- **Work task**
Below this line is the material. Write out only its lines from the one containing "negative clicks: (66, 72)" through the one containing "box: [300, 261, 348, 368]", both kept, exactly.

- **Provided records**
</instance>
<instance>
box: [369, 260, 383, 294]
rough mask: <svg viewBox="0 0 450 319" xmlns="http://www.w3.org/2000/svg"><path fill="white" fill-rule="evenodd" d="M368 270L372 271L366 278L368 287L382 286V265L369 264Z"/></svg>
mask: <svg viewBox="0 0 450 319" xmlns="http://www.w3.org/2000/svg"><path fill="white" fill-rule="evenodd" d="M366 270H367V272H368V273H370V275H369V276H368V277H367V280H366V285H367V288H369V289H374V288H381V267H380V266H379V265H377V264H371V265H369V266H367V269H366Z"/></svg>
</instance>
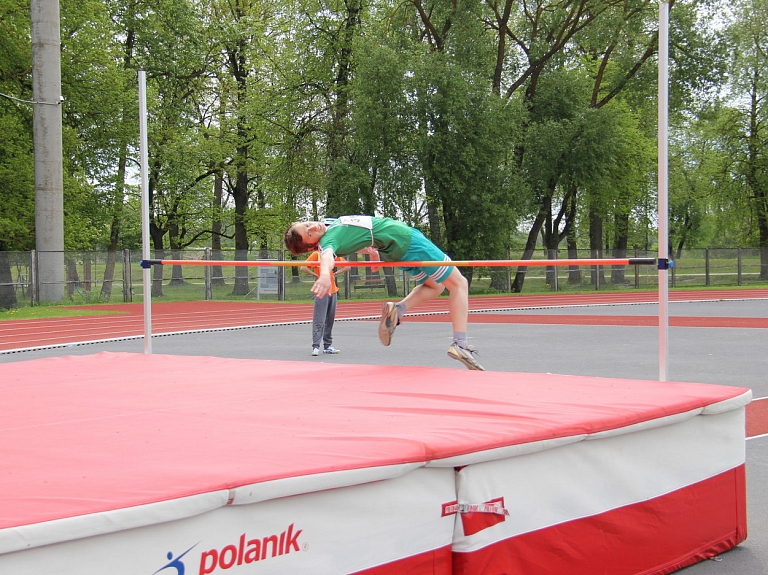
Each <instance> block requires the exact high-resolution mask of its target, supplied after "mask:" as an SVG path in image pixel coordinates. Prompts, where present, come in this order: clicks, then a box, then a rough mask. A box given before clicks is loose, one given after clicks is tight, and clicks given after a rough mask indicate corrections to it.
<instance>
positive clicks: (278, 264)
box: [141, 258, 656, 268]
mask: <svg viewBox="0 0 768 575" xmlns="http://www.w3.org/2000/svg"><path fill="white" fill-rule="evenodd" d="M153 265H174V266H176V265H179V266H180V265H183V266H248V267H305V266H306V267H314V266H319V265H320V262H317V261H312V262H307V261H297V260H290V261H287V260H252V261H243V260H236V261H223V260H142V262H141V267H143V268H148V267H151V266H153ZM334 265H335V266H336V267H399V268H408V267H440V266H455V267H512V266H517V267H544V266H622V265H623V266H651V265H656V258H613V259H611V258H606V259H563V260H463V261H450V260H449V261H418V262H384V261H380V262H371V261H361V262H346V261H345V262H335V263H334Z"/></svg>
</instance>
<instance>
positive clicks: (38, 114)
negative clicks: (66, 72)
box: [30, 0, 66, 302]
mask: <svg viewBox="0 0 768 575" xmlns="http://www.w3.org/2000/svg"><path fill="white" fill-rule="evenodd" d="M30 18H31V21H32V94H33V99H34V102H33V122H32V124H33V126H32V132H33V140H34V149H35V152H34V155H35V248H36V250H37V260H38V264H39V267H38V270H37V271H38V278H37V286H38V289H39V291H38V294H37V295H38V299H39V301H50V302H59V301H61V300H62V299H63V297H64V285H65V281H66V280H65V277H64V168H63V162H62V138H61V102H62V97H61V33H60V31H59V26H60V23H59V2H58V0H31V5H30Z"/></svg>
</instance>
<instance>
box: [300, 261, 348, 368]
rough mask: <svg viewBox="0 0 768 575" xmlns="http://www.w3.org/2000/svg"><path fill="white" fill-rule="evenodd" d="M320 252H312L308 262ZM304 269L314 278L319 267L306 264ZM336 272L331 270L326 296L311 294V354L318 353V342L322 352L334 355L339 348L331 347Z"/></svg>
mask: <svg viewBox="0 0 768 575" xmlns="http://www.w3.org/2000/svg"><path fill="white" fill-rule="evenodd" d="M319 257H320V252H317V251H315V252H312V253H311V254H310V256H309V257H308V258H307V261H308V262H314V261H317V260H318V259H319ZM335 261H342V262H343V261H345V260H344V258H336V260H335ZM303 269H305V270H306V271H307V272H308V273H311V274H312V275H313V276H315V278H317V277H318V274H319V268H317V267H316V266H307V267H306V268H303ZM347 270H348V268H341V269H340V270H339V271H338V272H337V273H339V274H340V273H344V272H345V271H347ZM335 275H336V274H334V273H333V270H331V290H330V291H329V292H328V296H327V297H318V296H317V295H315V294H313V299H314V301H313V304H312V355H313V356H317V355H320V344H321V343H322V344H323V353H329V354H333V355H336V354H337V353H340V352H341V350H340V349H336V348H335V347H333V322H334V321H335V319H336V304H337V302H338V293H339V287H338V286H337V285H336V277H335Z"/></svg>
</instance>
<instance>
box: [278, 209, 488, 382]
mask: <svg viewBox="0 0 768 575" xmlns="http://www.w3.org/2000/svg"><path fill="white" fill-rule="evenodd" d="M284 241H285V247H286V248H288V250H289V251H290V252H291V253H292V254H294V255H299V254H302V253H306V252H310V251H315V250H319V252H320V270H319V276H318V278H317V280H316V281H315V284H314V285H313V286H312V293H314V294H315V296H316V297H320V298H322V297H325V296H326V295H328V294H330V292H331V286H332V281H333V261H334V258H335V257H336V256H346V255H348V254H351V253H368V254H370V255H371V257H372V259H375V260H379V259H383V260H384V261H390V262H396V261H412V262H418V261H450V258H449V257H448V256H447V255H446V254H444V253H443V252H442V251H441V250H440V249H439V248H438V247H437V246H436V245H435V244H433V243H432V242H431V241H429V240H428V239H427V238H426V237H425V236H424V234H422V233H421V232H420V231H419V230H417V229H416V228H411V227H409V226H408V225H406V224H404V223H403V222H399V221H396V220H393V219H390V218H376V217H372V216H341V217H340V218H338V219H334V220H326V222H325V223H323V222H314V221H307V222H294V223H293V224H291V226H290V227H289V228H288V229H287V230H286V232H285V236H284ZM403 269H404V270H405V271H406V272H408V274H410V275H411V276H412V277H413V279H414V280H415V281H416V284H417V285H416V287H415V288H413V290H412V291H411V293H409V294H408V295H407V296H406V297H405V298H404V299H403V300H401V301H399V302H397V303H395V302H387V303H385V304H384V307H383V309H382V312H381V321H380V322H379V339H380V340H381V343H382V344H384V345H389V344H390V342H391V340H392V334H393V333H394V332H395V328H396V327H397V326H398V325H399V324H400V321H401V320H402V319H403V316H404V315H405V313H406V312H407V311H408V310H410V309H411V308H414V307H416V306H418V305H420V304H422V303H424V302H426V301H428V300H431V299H434V298H436V297H438V296H439V295H440V294H441V293H443V290H444V289H446V288H447V289H448V291H449V295H450V297H449V299H448V310H449V312H450V316H451V324H452V325H453V343H452V344H451V345H450V347H449V348H448V355H449V356H450V357H451V358H453V359H456V360H458V361H460V362H461V363H463V364H464V365H465V366H466V367H467V368H468V369H475V370H480V371H483V366H481V365H480V364H479V363H478V362H477V360H476V359H475V358H474V354H475V353H477V351H476V350H475V349H474V348H473V347H471V346H470V345H469V344H468V343H467V315H468V313H469V287H468V284H467V279H466V278H465V277H464V276H463V275H462V274H461V272H460V271H459V270H458V268H456V266H438V267H433V266H428V267H404V268H403Z"/></svg>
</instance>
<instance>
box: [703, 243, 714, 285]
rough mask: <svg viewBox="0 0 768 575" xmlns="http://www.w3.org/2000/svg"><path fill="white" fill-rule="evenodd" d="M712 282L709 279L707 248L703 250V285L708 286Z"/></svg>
mask: <svg viewBox="0 0 768 575" xmlns="http://www.w3.org/2000/svg"><path fill="white" fill-rule="evenodd" d="M711 283H712V280H711V279H710V278H709V248H704V285H705V286H709V285H710V284H711Z"/></svg>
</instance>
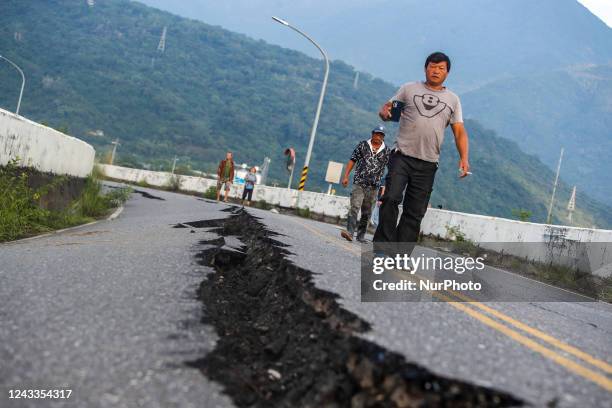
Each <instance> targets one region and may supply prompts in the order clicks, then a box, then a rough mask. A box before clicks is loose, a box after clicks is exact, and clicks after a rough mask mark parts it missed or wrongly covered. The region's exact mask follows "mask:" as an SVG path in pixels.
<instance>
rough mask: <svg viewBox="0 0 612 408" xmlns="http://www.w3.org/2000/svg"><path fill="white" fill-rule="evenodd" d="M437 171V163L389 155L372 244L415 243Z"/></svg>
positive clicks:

- **Task solution**
negative clicks: (66, 72)
box: [30, 0, 66, 302]
mask: <svg viewBox="0 0 768 575" xmlns="http://www.w3.org/2000/svg"><path fill="white" fill-rule="evenodd" d="M30 18H31V21H32V94H33V99H34V102H33V122H32V124H33V126H32V132H33V140H34V149H35V152H34V155H35V248H36V250H37V260H38V264H39V267H38V270H37V271H38V278H37V286H38V289H39V291H38V294H37V295H38V299H39V301H50V302H59V301H61V300H62V299H63V297H64V285H65V281H66V280H65V277H64V168H63V162H62V138H61V102H62V97H61V33H60V31H59V26H60V23H59V2H58V0H31V5H30Z"/></svg>
</instance>
<instance>
box: [300, 261, 348, 368]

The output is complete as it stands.